**Selected extract**
════════════════════

I have an unusual background for a chocolate maker/chocolatier: most of my working life has been spent as a specialist in Intensive Care Medicine at the Prince of Wales Hospital in Hong Kong. I knew long before I retired that a life of pure leisure after retirement wouldn’t suit me and, originally, I planned to go to culinary school and then work as a chef after I retired from medicine. However, about 6 years before retirement I (stupidly) promised my daughter that I would cook a 21 course meal for 21 of her friends for her 21st birthday. I cooked non-stop from 1.30 pm to 1.30 am and was so exhausted at the end that it brought home what I should have known before: being a chef is not for old men.
Chocolate making, on the other hand, is rather more manageable and less anti-social but still gives me the opportunity to play with flavours. And working in a luxury business where quality and service are paramount is a natural progression from a career where giving patients the best care is the highest priority.

════════════════════

**Given information**
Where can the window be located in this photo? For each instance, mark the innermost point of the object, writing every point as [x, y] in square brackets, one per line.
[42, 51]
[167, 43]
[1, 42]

════════════════════

**Study questions**
**a)** In the text about becoming a chocolate maker, at which hospital did the writer work as a specialist in Intensive Care Medicine?
**b)** Write the next part of the text about becoming a chocolate maker, picking up after its last sentence.
The lines have nothing to do with the text about becoming a chocolate maker.

**Answer set**
**a)** The Prince of Wales Hospital in Hong Kong.

**b)**
As you may have read in Our Story, we started making chocolate because we wanted to avoid supporting child slavery, after all child slavery is not something that you can rationalise as being “kind of okay”! Making our own chocolate may seem an extreme reaction, but it’s more understandable when you realize that we have an unusual approach to food in our home: we try to make everything from scratch. For example, we make our own jam, ice cream, bread, biscuits, cakes, yogurt, ricotta, charcuterie, vinegar, gin and smoked salmon.
We put the same level of care into our chocolates, not only making the chocolate ourselves but also all of the fillings and even some of the ingredients for the fillings.